State how many lines in the entries below include the string "night", and give nothing beyond that number.

##### DATA RECORDS #####

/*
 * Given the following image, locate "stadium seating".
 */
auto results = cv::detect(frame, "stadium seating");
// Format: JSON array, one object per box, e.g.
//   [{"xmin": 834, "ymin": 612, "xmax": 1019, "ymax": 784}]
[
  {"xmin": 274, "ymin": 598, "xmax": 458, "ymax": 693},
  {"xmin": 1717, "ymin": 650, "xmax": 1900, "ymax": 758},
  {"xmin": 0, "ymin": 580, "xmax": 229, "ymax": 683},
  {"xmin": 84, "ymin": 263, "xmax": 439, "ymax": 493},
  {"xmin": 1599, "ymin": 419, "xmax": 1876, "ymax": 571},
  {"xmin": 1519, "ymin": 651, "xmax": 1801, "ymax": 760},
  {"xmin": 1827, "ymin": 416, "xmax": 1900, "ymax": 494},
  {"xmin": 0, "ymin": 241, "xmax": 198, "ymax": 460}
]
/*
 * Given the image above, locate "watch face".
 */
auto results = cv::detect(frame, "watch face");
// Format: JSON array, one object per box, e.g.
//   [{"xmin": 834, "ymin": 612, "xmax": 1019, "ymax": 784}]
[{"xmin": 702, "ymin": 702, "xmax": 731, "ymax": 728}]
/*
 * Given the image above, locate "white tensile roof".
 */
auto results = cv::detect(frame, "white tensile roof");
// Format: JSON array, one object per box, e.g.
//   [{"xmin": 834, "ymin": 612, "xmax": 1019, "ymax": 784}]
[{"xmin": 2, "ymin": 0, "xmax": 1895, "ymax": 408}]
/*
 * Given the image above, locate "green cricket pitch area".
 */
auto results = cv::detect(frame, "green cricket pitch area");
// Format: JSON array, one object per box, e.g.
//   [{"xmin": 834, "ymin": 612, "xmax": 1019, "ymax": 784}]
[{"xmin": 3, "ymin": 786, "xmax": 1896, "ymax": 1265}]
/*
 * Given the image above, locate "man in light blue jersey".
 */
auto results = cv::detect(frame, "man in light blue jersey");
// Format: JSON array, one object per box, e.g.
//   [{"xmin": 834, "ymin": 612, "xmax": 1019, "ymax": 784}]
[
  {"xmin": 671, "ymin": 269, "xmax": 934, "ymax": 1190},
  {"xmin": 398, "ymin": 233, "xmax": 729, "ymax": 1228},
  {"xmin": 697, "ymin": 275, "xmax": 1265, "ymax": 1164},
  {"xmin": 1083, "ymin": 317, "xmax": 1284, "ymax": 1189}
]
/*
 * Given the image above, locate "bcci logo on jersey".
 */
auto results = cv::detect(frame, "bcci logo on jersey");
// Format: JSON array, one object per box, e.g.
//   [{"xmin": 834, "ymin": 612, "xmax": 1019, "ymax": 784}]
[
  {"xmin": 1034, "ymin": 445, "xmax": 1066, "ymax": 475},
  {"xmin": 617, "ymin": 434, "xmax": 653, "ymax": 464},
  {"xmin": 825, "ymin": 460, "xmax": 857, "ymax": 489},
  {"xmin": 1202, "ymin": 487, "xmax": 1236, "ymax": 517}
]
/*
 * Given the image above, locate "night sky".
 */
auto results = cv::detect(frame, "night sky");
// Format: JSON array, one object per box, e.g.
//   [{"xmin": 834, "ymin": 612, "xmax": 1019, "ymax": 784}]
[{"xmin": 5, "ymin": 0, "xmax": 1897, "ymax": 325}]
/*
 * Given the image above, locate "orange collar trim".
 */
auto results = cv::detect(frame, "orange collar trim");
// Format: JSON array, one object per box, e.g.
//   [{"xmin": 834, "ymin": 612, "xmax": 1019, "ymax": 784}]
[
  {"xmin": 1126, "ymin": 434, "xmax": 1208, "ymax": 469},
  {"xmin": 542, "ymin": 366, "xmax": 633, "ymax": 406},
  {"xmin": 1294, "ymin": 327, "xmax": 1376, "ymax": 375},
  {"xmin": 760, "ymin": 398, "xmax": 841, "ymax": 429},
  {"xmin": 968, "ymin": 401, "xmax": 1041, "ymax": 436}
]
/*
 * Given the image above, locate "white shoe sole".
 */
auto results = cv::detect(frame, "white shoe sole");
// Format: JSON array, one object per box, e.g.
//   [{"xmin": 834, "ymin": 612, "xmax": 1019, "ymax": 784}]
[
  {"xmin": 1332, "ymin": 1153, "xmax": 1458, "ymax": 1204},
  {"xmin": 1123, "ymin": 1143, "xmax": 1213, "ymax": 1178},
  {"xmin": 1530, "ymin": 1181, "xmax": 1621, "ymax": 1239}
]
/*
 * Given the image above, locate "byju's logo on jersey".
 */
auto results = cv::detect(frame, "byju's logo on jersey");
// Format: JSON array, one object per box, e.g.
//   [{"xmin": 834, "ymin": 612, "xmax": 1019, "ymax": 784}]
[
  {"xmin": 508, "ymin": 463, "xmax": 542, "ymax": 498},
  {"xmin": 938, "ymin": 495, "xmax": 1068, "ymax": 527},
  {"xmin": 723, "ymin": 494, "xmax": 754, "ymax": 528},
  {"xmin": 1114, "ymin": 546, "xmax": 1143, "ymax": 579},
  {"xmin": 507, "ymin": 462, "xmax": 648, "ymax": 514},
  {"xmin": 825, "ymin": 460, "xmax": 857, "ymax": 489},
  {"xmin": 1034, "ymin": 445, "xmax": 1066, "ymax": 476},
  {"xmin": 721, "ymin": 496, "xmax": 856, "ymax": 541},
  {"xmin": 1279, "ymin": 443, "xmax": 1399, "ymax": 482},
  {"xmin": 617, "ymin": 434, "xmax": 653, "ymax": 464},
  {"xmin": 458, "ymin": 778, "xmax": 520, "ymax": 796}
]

#####

◆ COMPLETED EXERCISE
2